Work instruction: Could you convert all of the data below into a numbered list, one line per item, leaving out any blank lines?

Entries shown:
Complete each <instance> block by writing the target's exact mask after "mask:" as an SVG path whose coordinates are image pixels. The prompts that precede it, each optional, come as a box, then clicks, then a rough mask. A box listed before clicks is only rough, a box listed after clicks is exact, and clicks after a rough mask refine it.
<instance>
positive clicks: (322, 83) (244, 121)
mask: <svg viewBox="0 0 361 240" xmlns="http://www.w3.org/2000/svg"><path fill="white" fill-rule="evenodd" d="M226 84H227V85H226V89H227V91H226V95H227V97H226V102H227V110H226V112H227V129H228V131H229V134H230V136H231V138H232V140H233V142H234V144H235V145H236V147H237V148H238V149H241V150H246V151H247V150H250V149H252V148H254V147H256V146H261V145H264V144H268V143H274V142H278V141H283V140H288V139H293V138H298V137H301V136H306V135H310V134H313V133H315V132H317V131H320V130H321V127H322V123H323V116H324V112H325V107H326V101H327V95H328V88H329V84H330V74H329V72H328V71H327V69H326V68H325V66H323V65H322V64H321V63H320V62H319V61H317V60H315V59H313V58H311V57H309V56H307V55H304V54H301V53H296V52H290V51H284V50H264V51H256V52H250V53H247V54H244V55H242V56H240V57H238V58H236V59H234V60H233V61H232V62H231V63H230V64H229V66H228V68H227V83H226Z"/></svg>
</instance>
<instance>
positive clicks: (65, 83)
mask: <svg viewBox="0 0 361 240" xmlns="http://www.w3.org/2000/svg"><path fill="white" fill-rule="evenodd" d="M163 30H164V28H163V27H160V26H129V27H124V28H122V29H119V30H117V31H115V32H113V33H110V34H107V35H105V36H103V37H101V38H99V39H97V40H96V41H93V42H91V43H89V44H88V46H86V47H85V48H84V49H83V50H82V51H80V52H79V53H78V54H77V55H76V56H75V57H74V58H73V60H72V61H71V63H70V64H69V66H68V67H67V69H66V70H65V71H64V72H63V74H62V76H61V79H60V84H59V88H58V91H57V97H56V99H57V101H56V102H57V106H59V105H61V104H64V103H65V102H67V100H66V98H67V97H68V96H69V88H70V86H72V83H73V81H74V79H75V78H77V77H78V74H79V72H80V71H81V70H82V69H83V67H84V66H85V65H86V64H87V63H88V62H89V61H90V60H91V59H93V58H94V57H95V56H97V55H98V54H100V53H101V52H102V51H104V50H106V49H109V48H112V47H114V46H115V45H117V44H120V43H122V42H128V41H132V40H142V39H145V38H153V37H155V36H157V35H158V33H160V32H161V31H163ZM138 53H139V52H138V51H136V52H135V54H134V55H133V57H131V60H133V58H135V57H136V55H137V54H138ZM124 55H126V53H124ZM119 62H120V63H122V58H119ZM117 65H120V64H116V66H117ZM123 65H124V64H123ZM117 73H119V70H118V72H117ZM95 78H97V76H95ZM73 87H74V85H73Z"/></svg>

Expected output:
1. Complete each <instance> block by writing the target's exact mask after "mask:" as an SVG path whose coordinates are image pixels. The prompts that precede it, each optional, come as a box, then clicks, then a rough mask. A box listed before clicks is only rough, a box listed after clicks is exact, and clicks after a rough mask refine it.
2. <instance>
3. positive clicks: (322, 83) (244, 121)
4. mask: <svg viewBox="0 0 361 240" xmlns="http://www.w3.org/2000/svg"><path fill="white" fill-rule="evenodd" d="M226 84H227V85H226V89H227V91H226V95H227V97H226V102H227V110H226V112H227V129H228V131H229V134H230V136H231V138H232V140H233V142H234V144H235V145H236V147H237V148H238V149H241V150H246V151H247V150H250V149H252V148H254V147H256V146H261V145H264V144H268V143H274V142H278V141H283V140H288V139H293V138H298V137H301V136H306V135H310V134H313V133H315V132H317V131H320V130H321V127H322V123H323V116H324V112H325V107H326V101H327V95H328V88H329V84H330V74H329V72H328V71H327V69H326V68H325V66H323V65H322V64H321V63H320V62H319V61H317V60H315V59H313V58H311V57H309V56H307V55H304V54H301V53H296V52H290V51H284V50H264V51H256V52H250V53H247V54H244V55H242V56H240V57H238V58H236V59H234V60H233V61H232V62H231V63H230V64H229V66H228V68H227V83H226Z"/></svg>
5. </instance>
6. <instance>
7. positive clicks: (65, 83)
8. mask: <svg viewBox="0 0 361 240" xmlns="http://www.w3.org/2000/svg"><path fill="white" fill-rule="evenodd" d="M163 30H164V28H163V27H160V26H129V27H124V28H122V29H119V30H117V31H115V32H113V33H110V34H107V35H105V36H103V37H101V38H99V39H97V40H96V41H93V42H91V43H89V44H88V46H86V47H85V48H84V49H83V50H82V51H80V52H79V53H78V54H77V55H76V56H75V57H74V58H73V60H72V61H71V63H70V64H69V66H68V67H67V69H66V70H65V71H64V72H63V74H62V76H61V79H60V84H59V88H58V91H57V97H56V99H57V101H56V102H57V106H59V105H61V104H64V103H65V102H67V100H66V98H67V97H68V96H69V88H70V86H72V83H73V81H74V79H75V78H77V77H78V74H79V72H80V71H81V70H82V69H83V67H84V66H85V65H86V64H87V63H88V62H89V61H90V60H91V59H93V58H94V57H95V56H97V55H98V54H100V53H101V52H102V51H104V50H106V49H109V48H112V47H114V46H115V45H117V44H120V43H122V42H128V41H132V40H142V39H145V38H153V37H155V36H157V35H158V33H160V32H161V31H163ZM138 53H139V52H138V51H136V52H135V54H134V55H133V57H131V60H133V58H135V57H136V55H137V54H138ZM124 55H126V53H124ZM119 62H120V63H122V58H119ZM117 65H120V64H116V66H117ZM123 65H124V64H123ZM117 73H119V70H118V72H117ZM95 78H97V76H95ZM73 87H74V85H73Z"/></svg>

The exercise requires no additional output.